WHAT TO DO
Write out the entries, please, from the line containing "# test: pointer marks the man's chin" through their final line, exactly and with nothing else.

EXERCISE INPUTS
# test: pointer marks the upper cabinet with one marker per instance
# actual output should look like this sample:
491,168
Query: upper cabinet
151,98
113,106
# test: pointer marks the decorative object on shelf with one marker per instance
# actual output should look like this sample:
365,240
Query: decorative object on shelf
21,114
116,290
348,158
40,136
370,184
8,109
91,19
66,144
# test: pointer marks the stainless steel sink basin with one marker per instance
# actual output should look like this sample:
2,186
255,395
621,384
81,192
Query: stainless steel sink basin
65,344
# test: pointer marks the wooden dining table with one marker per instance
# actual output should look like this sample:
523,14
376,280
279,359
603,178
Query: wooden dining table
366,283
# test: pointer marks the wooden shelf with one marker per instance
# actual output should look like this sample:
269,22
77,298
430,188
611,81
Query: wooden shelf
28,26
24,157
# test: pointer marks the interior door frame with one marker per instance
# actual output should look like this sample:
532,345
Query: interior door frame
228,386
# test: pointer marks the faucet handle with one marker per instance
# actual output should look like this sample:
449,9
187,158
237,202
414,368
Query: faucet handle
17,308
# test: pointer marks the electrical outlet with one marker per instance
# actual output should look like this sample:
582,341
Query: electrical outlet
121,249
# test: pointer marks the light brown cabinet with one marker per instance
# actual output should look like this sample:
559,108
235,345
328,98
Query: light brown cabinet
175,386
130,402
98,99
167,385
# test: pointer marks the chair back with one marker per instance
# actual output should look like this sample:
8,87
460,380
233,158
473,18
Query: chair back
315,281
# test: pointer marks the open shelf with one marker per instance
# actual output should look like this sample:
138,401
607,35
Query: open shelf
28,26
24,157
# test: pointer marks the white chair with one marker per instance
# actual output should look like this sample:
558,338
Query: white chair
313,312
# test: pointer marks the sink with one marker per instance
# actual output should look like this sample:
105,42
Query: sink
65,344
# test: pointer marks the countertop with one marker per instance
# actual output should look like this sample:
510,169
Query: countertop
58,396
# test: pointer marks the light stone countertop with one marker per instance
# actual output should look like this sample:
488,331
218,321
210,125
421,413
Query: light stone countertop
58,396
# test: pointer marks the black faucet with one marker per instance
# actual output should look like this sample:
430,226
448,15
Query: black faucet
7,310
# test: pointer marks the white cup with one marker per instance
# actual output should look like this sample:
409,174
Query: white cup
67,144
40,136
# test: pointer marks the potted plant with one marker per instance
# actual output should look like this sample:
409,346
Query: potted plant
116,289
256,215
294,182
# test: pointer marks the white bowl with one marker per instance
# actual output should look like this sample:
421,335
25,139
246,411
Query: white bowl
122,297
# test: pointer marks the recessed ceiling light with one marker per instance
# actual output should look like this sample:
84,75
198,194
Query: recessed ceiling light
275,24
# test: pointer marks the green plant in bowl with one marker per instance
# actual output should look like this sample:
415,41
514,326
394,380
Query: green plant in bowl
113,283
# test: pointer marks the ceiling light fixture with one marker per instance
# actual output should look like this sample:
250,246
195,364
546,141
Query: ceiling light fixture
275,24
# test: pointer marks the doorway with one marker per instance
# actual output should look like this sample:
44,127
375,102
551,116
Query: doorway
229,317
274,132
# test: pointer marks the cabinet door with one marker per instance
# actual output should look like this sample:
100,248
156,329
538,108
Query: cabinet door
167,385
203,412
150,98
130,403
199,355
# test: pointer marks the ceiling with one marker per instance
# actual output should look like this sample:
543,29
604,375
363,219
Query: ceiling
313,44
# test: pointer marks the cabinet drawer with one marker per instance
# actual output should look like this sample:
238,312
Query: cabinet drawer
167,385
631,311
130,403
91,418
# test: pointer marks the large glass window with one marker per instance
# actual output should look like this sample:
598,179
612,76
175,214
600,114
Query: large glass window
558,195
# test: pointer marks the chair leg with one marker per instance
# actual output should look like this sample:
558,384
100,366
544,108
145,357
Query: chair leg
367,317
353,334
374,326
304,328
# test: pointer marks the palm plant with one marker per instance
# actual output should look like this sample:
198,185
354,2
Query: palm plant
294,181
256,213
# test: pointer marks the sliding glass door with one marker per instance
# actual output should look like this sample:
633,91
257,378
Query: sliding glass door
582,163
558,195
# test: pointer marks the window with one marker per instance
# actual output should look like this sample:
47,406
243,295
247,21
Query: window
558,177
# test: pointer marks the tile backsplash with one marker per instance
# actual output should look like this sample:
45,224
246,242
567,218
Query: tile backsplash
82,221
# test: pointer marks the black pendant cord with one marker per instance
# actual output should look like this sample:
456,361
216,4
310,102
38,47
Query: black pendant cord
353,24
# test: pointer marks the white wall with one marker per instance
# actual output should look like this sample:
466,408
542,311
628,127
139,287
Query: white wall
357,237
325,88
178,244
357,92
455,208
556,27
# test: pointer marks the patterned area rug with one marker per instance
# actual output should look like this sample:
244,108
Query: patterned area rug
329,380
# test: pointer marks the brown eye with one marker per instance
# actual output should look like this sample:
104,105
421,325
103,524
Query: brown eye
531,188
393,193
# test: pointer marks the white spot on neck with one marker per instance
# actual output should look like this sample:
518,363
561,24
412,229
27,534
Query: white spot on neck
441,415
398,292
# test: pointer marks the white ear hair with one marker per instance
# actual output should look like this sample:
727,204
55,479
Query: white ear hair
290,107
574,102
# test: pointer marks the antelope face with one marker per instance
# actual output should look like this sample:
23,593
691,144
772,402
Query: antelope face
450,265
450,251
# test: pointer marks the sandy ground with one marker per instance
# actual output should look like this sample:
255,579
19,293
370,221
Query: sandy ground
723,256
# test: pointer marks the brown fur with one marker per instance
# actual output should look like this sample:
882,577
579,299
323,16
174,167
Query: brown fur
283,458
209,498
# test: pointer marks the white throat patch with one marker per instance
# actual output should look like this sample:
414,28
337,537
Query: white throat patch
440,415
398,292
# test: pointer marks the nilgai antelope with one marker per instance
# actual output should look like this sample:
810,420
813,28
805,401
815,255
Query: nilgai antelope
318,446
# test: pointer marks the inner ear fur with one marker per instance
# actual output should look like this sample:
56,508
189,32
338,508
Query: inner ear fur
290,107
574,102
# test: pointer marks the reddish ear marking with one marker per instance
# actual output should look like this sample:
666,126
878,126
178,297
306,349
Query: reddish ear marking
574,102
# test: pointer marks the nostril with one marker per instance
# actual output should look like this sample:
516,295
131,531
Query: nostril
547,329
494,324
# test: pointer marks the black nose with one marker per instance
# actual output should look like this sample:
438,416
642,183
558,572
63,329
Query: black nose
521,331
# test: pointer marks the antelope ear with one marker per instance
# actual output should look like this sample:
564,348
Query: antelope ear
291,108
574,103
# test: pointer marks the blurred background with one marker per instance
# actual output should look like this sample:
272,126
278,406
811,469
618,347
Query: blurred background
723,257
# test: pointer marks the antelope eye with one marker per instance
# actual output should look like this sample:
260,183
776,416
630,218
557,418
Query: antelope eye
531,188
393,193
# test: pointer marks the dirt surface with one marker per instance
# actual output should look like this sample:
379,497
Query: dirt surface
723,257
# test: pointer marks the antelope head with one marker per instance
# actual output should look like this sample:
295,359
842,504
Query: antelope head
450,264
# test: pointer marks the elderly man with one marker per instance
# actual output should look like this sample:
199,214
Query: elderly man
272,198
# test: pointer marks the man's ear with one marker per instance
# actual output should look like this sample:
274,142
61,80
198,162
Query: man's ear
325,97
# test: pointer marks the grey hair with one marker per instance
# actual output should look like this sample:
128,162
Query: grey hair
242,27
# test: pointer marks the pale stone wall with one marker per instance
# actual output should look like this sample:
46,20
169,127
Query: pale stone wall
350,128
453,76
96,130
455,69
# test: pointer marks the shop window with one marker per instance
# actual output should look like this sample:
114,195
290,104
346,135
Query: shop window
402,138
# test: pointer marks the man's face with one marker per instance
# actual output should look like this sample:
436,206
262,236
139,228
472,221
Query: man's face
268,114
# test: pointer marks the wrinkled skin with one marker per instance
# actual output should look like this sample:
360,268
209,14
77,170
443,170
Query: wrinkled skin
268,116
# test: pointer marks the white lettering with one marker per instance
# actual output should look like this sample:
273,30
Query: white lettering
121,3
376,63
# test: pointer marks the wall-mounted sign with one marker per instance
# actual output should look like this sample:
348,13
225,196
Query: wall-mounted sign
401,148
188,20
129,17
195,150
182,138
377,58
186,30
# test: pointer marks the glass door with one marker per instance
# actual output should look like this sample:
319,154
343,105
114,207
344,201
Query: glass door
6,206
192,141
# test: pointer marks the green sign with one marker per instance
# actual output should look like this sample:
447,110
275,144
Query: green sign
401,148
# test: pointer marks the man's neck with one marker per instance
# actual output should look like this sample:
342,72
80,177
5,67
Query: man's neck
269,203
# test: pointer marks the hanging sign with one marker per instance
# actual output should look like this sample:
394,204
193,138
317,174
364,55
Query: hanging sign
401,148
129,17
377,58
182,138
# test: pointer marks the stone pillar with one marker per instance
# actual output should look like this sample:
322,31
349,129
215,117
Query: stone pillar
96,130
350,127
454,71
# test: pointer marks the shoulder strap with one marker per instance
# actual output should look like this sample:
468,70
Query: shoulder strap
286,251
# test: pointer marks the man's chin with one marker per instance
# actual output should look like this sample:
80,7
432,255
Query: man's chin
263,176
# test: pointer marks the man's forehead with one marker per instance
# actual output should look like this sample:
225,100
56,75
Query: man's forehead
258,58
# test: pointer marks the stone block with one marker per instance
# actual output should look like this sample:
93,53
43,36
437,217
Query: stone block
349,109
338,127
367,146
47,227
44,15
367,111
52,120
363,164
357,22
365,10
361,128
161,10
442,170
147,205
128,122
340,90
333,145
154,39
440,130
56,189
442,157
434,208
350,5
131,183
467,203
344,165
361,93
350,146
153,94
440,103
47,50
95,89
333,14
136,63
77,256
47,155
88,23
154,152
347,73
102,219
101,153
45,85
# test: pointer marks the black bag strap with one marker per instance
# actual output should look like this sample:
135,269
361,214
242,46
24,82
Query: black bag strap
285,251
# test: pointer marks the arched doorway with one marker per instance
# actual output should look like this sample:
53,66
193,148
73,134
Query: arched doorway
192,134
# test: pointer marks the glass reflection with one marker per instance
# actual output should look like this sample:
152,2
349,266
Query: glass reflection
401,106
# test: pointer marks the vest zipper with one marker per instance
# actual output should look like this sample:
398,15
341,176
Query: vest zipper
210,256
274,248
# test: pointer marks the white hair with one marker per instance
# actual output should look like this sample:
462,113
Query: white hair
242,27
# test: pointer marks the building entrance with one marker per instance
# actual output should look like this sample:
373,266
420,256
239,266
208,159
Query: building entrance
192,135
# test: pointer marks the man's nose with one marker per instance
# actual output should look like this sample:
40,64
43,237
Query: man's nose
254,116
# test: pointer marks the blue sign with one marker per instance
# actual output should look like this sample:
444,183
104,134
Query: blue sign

ANSWER TO THE TASK
# test: pointer marks the man's chin with one marker per instance
# actual output should look like this sample:
80,7
432,255
Query: man's chin
263,176
# test: pointer marks the man's forehead with one marker per instance
# actual output should look like this sample:
225,100
56,75
Query: man's forehead
258,58
# test: pointer marks the stone block with one marker per instance
# actual output should look like this sample:
93,53
43,36
437,217
Query: stone block
349,109
338,127
367,146
47,227
44,15
367,111
52,120
363,164
357,22
365,10
361,128
161,10
442,170
147,205
128,122
340,90
333,145
154,39
440,130
56,189
442,157
434,208
350,5
131,183
467,203
344,165
361,93
350,146
153,94
440,103
47,50
95,89
333,14
136,63
77,256
47,155
88,23
154,152
347,73
102,219
101,153
45,85
# test: pointer marks the black bag strap with one marker per instance
# actual output should look like this sample:
135,269
361,214
242,46
24,82
Query: black bag strap
285,251
# test: pointer marks the arched doorway with one marker per instance
# actual output should look like this sample:
53,66
193,148
73,134
Query: arched doorway
192,134
# test: pointer marks the glass reflection with one marker per instance
# actual output should look like this sample:
152,2
349,266
Query: glass reflection
401,106
# test: pointer marks the vest zipper with one marker per instance
# actual output should look like this sample:
398,15
341,176
Query: vest zipper
210,256
274,248
# test: pointer marks the white hair with one marker per instance
# actual output should look like this sample:
462,113
Query: white hair
242,27
# test: pointer marks the building entrance with one marker per instance
# actual output should look like this sample:
373,266
420,256
239,266
208,159
Query: building entrance
192,135
# test: pointer marks the man's nose with one marker per instance
# actual output should look like this sample:
40,64
43,237
Query: man's nose
254,116
# test: pointer marks the blue sign with one marker per instance
# actual output should look like this sample:
444,183
104,134
Query: blue sign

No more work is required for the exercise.